▸ **TASK INSTRUCTIONS**
Whatever the records say, give every one of them again exactly.

SUPPLIED MATERIAL Block Start

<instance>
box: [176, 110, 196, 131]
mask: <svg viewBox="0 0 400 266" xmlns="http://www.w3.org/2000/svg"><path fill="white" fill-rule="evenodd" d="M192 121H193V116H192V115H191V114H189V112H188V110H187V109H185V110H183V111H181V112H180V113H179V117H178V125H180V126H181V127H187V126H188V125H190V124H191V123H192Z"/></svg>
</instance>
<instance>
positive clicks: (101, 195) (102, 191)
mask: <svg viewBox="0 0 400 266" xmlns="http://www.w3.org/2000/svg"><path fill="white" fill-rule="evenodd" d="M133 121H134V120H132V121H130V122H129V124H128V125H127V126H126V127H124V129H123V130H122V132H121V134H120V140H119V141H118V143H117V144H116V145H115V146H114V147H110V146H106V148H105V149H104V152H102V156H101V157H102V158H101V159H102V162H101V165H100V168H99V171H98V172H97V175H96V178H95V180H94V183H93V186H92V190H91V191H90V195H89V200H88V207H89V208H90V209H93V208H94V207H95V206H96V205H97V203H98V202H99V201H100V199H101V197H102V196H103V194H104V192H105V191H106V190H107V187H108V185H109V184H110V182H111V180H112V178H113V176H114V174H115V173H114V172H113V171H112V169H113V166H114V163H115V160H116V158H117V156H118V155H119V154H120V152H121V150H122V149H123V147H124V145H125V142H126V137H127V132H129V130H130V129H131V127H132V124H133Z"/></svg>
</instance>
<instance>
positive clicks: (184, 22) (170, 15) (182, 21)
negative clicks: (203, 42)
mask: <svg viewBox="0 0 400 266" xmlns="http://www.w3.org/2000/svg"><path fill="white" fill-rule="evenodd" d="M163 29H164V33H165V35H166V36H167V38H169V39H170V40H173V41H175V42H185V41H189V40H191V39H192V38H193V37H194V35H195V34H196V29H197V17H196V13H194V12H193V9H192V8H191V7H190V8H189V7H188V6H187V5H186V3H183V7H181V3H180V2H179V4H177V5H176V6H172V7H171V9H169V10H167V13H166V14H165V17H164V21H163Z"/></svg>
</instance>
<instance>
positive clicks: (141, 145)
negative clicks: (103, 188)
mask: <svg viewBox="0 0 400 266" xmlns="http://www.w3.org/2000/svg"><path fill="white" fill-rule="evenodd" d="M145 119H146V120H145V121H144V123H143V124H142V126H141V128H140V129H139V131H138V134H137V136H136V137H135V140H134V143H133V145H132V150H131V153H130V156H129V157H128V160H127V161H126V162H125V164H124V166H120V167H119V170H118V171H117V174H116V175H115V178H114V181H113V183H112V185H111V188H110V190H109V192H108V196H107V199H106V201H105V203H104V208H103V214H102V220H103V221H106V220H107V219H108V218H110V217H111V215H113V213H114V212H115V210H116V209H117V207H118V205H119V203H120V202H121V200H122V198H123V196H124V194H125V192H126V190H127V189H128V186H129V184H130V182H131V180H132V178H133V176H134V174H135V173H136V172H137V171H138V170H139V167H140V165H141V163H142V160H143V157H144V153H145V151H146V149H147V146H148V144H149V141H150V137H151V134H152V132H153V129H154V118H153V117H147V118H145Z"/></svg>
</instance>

SUPPLIED MATERIAL Block End

▸ **REPLY**
<instance>
box: [176, 110, 196, 131]
mask: <svg viewBox="0 0 400 266" xmlns="http://www.w3.org/2000/svg"><path fill="white" fill-rule="evenodd" d="M192 121H193V116H192V115H191V114H189V112H188V110H187V109H185V110H183V111H181V112H180V113H179V117H178V125H180V126H181V127H187V126H188V125H190V124H191V123H192Z"/></svg>
</instance>
<instance>
positive clicks: (101, 195) (102, 191)
mask: <svg viewBox="0 0 400 266" xmlns="http://www.w3.org/2000/svg"><path fill="white" fill-rule="evenodd" d="M133 121H134V120H132V121H130V122H129V124H128V125H127V126H126V127H124V129H123V130H122V132H121V134H120V140H119V141H118V143H117V144H116V145H115V146H114V147H110V146H106V148H105V149H104V152H102V156H101V157H102V158H101V159H102V162H101V165H100V168H99V171H98V172H97V175H96V178H95V180H94V183H93V186H92V190H91V191H90V195H89V200H88V207H89V208H90V209H93V208H94V207H95V206H96V205H97V203H98V202H99V201H100V199H101V197H102V196H103V194H104V192H105V191H106V190H107V187H108V185H109V184H110V182H111V180H112V178H113V176H114V174H115V173H114V172H113V171H112V169H113V166H114V163H115V160H116V158H117V156H118V155H119V154H120V152H121V150H122V149H123V147H124V145H125V142H126V137H127V132H129V130H130V129H131V127H132V124H133Z"/></svg>
</instance>
<instance>
positive clicks: (184, 22) (170, 15) (182, 21)
negative clicks: (203, 42)
mask: <svg viewBox="0 0 400 266" xmlns="http://www.w3.org/2000/svg"><path fill="white" fill-rule="evenodd" d="M163 29H164V33H165V35H166V36H167V38H169V39H170V40H173V41H175V42H185V41H189V40H191V39H192V38H193V37H194V35H195V34H196V29H197V17H196V13H194V12H193V9H192V8H191V7H190V8H189V7H188V6H187V5H186V3H183V7H181V3H180V2H179V4H177V5H176V6H172V7H171V9H169V10H167V13H166V14H165V17H164V21H163Z"/></svg>
</instance>
<instance>
positive clicks: (141, 145)
negative clicks: (103, 188)
mask: <svg viewBox="0 0 400 266" xmlns="http://www.w3.org/2000/svg"><path fill="white" fill-rule="evenodd" d="M145 119H146V120H145V121H144V123H143V124H142V126H141V128H140V129H139V131H138V134H137V136H136V137H135V140H134V143H133V145H132V150H131V153H130V156H129V157H128V160H127V161H126V162H125V164H124V166H120V167H119V170H118V171H117V174H116V175H115V178H114V181H113V183H112V185H111V188H110V190H109V192H108V196H107V199H106V201H105V203H104V208H103V214H102V220H103V221H106V220H107V219H108V218H110V217H111V215H113V213H114V212H115V210H116V209H117V207H118V205H119V203H120V202H121V200H122V198H123V196H124V194H125V192H126V190H127V189H128V186H129V184H130V182H131V180H132V178H133V176H134V174H135V173H136V172H137V171H138V170H139V167H140V165H141V163H142V160H143V157H144V153H145V151H146V149H147V146H148V144H149V141H150V137H151V134H152V132H153V129H154V118H153V117H147V118H145Z"/></svg>
</instance>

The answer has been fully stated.